Exercise:
Please repeat the lines below, exactly and only, from the one that holds "OBJECT = blonde hair" through the one that holds "OBJECT = forehead".

BEGIN Provided information

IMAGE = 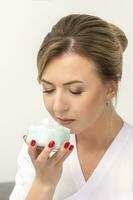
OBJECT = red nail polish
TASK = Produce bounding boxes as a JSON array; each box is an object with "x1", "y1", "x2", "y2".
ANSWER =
[
  {"x1": 31, "y1": 140, "x2": 36, "y2": 146},
  {"x1": 69, "y1": 145, "x2": 74, "y2": 151},
  {"x1": 64, "y1": 142, "x2": 70, "y2": 149},
  {"x1": 48, "y1": 141, "x2": 55, "y2": 148}
]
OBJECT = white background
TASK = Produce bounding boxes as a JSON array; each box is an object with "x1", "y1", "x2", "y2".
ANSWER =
[{"x1": 0, "y1": 0, "x2": 133, "y2": 182}]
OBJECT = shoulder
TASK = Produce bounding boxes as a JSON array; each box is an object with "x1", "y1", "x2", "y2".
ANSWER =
[
  {"x1": 123, "y1": 121, "x2": 133, "y2": 155},
  {"x1": 124, "y1": 121, "x2": 133, "y2": 137}
]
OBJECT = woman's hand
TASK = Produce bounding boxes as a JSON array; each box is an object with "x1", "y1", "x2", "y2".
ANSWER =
[{"x1": 24, "y1": 136, "x2": 74, "y2": 189}]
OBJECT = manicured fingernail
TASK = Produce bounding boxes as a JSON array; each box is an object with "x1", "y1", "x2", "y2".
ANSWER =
[
  {"x1": 69, "y1": 145, "x2": 74, "y2": 151},
  {"x1": 48, "y1": 140, "x2": 55, "y2": 148},
  {"x1": 31, "y1": 140, "x2": 36, "y2": 146},
  {"x1": 64, "y1": 142, "x2": 70, "y2": 149}
]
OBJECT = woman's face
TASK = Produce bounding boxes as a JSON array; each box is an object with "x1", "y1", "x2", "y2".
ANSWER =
[{"x1": 41, "y1": 53, "x2": 109, "y2": 134}]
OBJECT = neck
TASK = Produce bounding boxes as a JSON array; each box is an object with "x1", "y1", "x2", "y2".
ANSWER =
[{"x1": 76, "y1": 107, "x2": 123, "y2": 152}]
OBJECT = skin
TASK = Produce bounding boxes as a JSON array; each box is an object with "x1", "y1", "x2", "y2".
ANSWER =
[
  {"x1": 41, "y1": 53, "x2": 123, "y2": 151},
  {"x1": 26, "y1": 53, "x2": 123, "y2": 199}
]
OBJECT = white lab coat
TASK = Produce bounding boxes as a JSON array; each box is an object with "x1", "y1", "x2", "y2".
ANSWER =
[{"x1": 10, "y1": 121, "x2": 133, "y2": 200}]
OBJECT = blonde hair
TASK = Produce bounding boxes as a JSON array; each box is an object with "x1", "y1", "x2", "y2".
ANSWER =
[{"x1": 37, "y1": 14, "x2": 128, "y2": 84}]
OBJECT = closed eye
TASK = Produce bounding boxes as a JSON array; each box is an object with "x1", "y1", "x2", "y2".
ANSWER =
[
  {"x1": 42, "y1": 89, "x2": 82, "y2": 96},
  {"x1": 43, "y1": 90, "x2": 54, "y2": 94}
]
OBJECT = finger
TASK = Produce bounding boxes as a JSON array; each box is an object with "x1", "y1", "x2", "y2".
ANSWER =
[
  {"x1": 23, "y1": 135, "x2": 44, "y2": 156},
  {"x1": 57, "y1": 144, "x2": 74, "y2": 164},
  {"x1": 37, "y1": 140, "x2": 55, "y2": 162},
  {"x1": 50, "y1": 141, "x2": 73, "y2": 164},
  {"x1": 50, "y1": 141, "x2": 70, "y2": 161},
  {"x1": 28, "y1": 140, "x2": 38, "y2": 163}
]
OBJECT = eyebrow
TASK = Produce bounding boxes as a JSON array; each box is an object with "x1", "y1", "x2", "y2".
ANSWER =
[{"x1": 41, "y1": 79, "x2": 84, "y2": 86}]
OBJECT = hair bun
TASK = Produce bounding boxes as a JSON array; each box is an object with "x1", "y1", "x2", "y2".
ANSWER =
[{"x1": 109, "y1": 23, "x2": 128, "y2": 52}]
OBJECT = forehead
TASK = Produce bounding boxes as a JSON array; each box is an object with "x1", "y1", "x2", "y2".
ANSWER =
[{"x1": 41, "y1": 53, "x2": 99, "y2": 83}]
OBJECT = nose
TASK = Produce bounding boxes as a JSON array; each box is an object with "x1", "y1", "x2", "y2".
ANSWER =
[{"x1": 53, "y1": 91, "x2": 69, "y2": 114}]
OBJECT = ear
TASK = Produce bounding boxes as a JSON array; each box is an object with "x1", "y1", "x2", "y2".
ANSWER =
[{"x1": 105, "y1": 80, "x2": 118, "y2": 101}]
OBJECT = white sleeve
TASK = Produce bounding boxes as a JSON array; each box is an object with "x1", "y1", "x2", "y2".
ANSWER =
[{"x1": 9, "y1": 143, "x2": 35, "y2": 200}]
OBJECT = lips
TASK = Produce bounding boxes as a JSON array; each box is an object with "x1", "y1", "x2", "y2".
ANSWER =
[
  {"x1": 58, "y1": 118, "x2": 75, "y2": 121},
  {"x1": 57, "y1": 118, "x2": 75, "y2": 125}
]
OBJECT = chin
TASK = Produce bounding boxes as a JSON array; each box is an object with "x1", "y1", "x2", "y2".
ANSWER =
[{"x1": 69, "y1": 126, "x2": 82, "y2": 135}]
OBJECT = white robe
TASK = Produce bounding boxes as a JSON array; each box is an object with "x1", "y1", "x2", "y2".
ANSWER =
[{"x1": 10, "y1": 121, "x2": 133, "y2": 200}]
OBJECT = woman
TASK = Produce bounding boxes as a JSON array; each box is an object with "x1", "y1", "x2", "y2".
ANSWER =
[{"x1": 10, "y1": 14, "x2": 133, "y2": 200}]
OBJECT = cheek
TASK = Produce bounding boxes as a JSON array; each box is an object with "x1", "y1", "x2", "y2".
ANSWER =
[
  {"x1": 43, "y1": 96, "x2": 53, "y2": 113},
  {"x1": 71, "y1": 93, "x2": 105, "y2": 133},
  {"x1": 75, "y1": 91, "x2": 106, "y2": 118}
]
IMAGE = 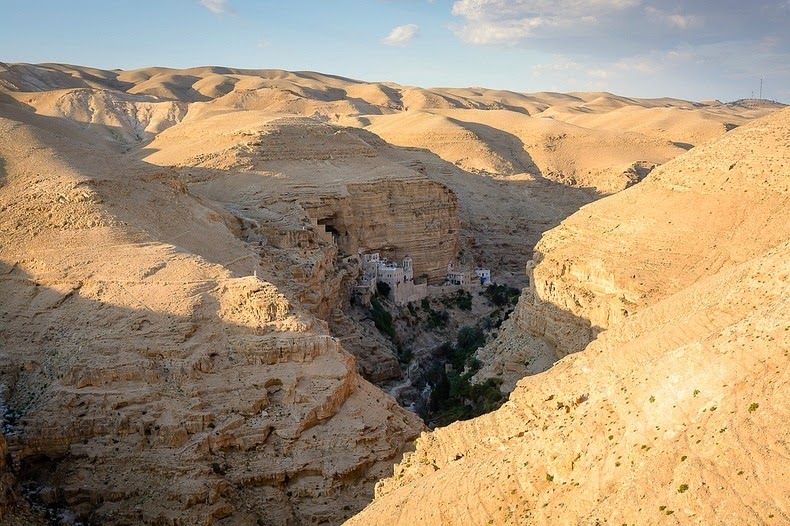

END Provided information

Response to the task:
OBJECT = blonde hair
TASK = Produce bounding boxes as a JSON array; each box is an object with "x1", "y1", "x2", "y2".
ANSWER =
[{"x1": 37, "y1": 14, "x2": 128, "y2": 84}]
OBJECT = closed eye
TASK = Produce bounding boxes as a JSON array; each box is an object with "x1", "y1", "x2", "y2".
ANSWER =
[
  {"x1": 42, "y1": 89, "x2": 82, "y2": 96},
  {"x1": 43, "y1": 90, "x2": 54, "y2": 94}
]
OBJECT = finger
TASK = Produce bounding boxes as a JSON array; each box is an object with "x1", "y1", "x2", "y2".
ANSWER =
[
  {"x1": 23, "y1": 135, "x2": 44, "y2": 156},
  {"x1": 57, "y1": 144, "x2": 74, "y2": 164},
  {"x1": 37, "y1": 140, "x2": 55, "y2": 162},
  {"x1": 50, "y1": 141, "x2": 73, "y2": 164},
  {"x1": 50, "y1": 141, "x2": 70, "y2": 161},
  {"x1": 28, "y1": 140, "x2": 38, "y2": 163}
]
OBJECT = eyebrow
TASK = Produce bounding boxes as a JSON array; each box is an object with "x1", "y1", "x2", "y2".
ANSWER =
[{"x1": 41, "y1": 79, "x2": 84, "y2": 86}]
OBJECT = hair bun
TASK = Produce bounding boxes as a JSON array; each box is an object with "x1", "y1", "x2", "y2".
ANSWER =
[{"x1": 109, "y1": 23, "x2": 128, "y2": 52}]
OBJECT = forehead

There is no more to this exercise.